═══ Entries ═══

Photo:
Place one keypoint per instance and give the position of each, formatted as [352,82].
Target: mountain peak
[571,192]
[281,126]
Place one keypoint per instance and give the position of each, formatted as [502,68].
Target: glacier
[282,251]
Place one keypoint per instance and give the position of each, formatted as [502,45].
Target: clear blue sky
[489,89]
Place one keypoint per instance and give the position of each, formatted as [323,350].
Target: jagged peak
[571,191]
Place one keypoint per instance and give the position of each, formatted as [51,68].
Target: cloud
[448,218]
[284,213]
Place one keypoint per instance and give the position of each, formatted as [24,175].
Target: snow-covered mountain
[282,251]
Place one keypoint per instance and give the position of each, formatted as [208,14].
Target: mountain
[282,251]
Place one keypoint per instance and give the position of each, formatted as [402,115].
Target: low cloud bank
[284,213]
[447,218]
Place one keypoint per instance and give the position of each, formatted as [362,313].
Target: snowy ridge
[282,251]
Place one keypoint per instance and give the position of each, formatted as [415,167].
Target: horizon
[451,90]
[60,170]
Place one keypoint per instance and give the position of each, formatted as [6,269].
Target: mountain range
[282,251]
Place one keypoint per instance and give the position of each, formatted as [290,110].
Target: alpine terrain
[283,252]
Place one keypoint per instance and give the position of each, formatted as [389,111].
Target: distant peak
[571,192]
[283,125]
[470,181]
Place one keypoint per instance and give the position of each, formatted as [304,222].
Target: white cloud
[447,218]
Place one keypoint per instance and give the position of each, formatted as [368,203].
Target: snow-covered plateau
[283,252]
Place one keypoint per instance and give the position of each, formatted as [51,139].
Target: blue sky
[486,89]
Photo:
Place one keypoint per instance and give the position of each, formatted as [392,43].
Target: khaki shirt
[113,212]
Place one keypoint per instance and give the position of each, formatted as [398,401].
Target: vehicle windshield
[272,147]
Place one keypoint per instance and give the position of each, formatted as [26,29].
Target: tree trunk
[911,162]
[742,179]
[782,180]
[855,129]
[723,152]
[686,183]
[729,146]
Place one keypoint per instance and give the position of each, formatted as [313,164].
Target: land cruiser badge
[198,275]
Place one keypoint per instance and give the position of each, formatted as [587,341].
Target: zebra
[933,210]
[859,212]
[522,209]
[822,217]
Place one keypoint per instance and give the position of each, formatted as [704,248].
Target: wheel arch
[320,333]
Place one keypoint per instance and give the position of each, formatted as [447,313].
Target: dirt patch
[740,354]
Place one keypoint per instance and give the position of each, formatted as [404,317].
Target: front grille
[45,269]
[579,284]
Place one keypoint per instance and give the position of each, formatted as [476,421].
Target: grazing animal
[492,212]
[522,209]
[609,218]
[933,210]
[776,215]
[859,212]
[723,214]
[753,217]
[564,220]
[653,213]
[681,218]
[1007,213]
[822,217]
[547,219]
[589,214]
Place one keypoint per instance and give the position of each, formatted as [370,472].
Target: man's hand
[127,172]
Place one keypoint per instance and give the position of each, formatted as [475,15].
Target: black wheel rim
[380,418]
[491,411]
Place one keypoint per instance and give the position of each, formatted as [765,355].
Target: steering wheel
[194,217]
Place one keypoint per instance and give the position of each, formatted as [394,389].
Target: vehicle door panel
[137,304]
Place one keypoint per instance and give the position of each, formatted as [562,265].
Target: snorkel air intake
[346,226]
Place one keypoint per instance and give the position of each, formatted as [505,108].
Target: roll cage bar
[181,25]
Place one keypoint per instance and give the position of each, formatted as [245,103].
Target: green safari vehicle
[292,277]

═══

__Given exercise__
Quote the entire listing above exactly.

__The reply__
Photo:
Place one keypoint per instance and give the position of each, formatted as [352,82].
Target: mountain peak
[571,192]
[281,126]
Place one keypoint per instance and give the position of each, formatted as [502,68].
Target: glacier
[282,251]
Place one keypoint per instance and give the position of each, formatted as [502,45].
Target: clear blue sky
[489,89]
Place one keypoint per instance and give the position of each, formatted as [323,350].
Target: jagged peak
[571,191]
Place one keypoint per instance and give the position of each, formatted as [51,68].
Target: cloud
[448,218]
[284,213]
Place one keypoint per instance and give the position of each, formatted as [24,175].
Target: snow-covered mountain
[282,251]
Place one keypoint per instance and give the position of each, formatted as [208,14].
Target: mountain
[282,251]
Place one keypoint per instance and give the position of each, formatted as [402,115].
Target: low cloud bank
[284,213]
[447,218]
Place one keypoint per instance and give the position of each, formatted as [362,313].
Target: snowy ridge
[282,251]
Place one keypoint per instance and give the position of each, formatted as [415,167].
Target: horizon
[451,90]
[60,170]
Place one keypoint per instance and give the position of each, formatted as [6,269].
Target: mountain range
[282,251]
Place one keypoint per instance and give the position of each, formatted as [290,110].
Target: alpine terrain
[283,252]
Place one keypoint per instance and give the position of each, formatted as [389,111].
Target: distant peak
[571,192]
[283,125]
[470,181]
Place one keypoint per instance and give the position of each, formatted as [304,222].
Target: white cloud
[447,218]
Place one keypoint per instance and give the position of each, formatted as [368,203].
Target: snow-covered plateau
[283,252]
Place one keypoint per instance and give the position of each, formatted as [51,139].
Target: blue sky
[486,89]
Photo:
Place one keypoint per instance and give the position of each, formatted as [392,43].
Target: khaki shirt
[113,212]
Place one keypoint per instance and give the position of each, formatted as [398,401].
Target: vehicle windshield
[272,147]
Place one keypoint per instance and give the position of each, formatted as [26,29].
Target: tree trunk
[911,162]
[742,179]
[782,180]
[855,129]
[723,152]
[686,183]
[729,146]
Place one keypoint per instance and give the position of each, formatted as [313,164].
Target: land cruiser badge
[198,275]
Place one keypoint per instance and give the position of each, formatted as [587,341].
Target: zebra
[933,210]
[859,212]
[522,209]
[822,217]
Place one keypoint per instance and give the position of each, formatted as [704,248].
Target: wheel arch
[320,333]
Place one keypoint per instance and give the position of each, formatted as [447,313].
Target: dirt patch
[740,354]
Place one keypoint per instance and give the position of each, formatted as [404,317].
Target: front grille
[45,269]
[579,284]
Place one keypoint per instance and give the position of each, formatted as [476,421].
Target: grazing animal
[492,212]
[522,209]
[609,218]
[933,210]
[776,215]
[859,212]
[723,214]
[753,217]
[564,220]
[653,213]
[681,218]
[1007,213]
[822,217]
[547,219]
[589,214]
Place one keypoint per instance and give the position of each, formatted as [370,472].
Target: man's hand
[127,172]
Place one keypoint per instance and give the position of each, formatted as [475,15].
Target: black wheel rim
[380,418]
[491,411]
Place one keypoint per instance and give the position of each, formatted as [765,355].
Target: steering wheel
[194,217]
Place one keypoint per instance and give the position of each, formatted as [394,389].
Target: vehicle door panel
[137,304]
Place one keypoint per instance and give the position of each, formatted as [562,265].
Target: snorkel air intake
[346,226]
Place one keypoint per instance and give the position of each, formatted as [505,108].
Target: roll cage bar
[181,25]
Place one keypoint per instance and give the position of each, formatted as [245,103].
Target: green safari vehicle
[292,277]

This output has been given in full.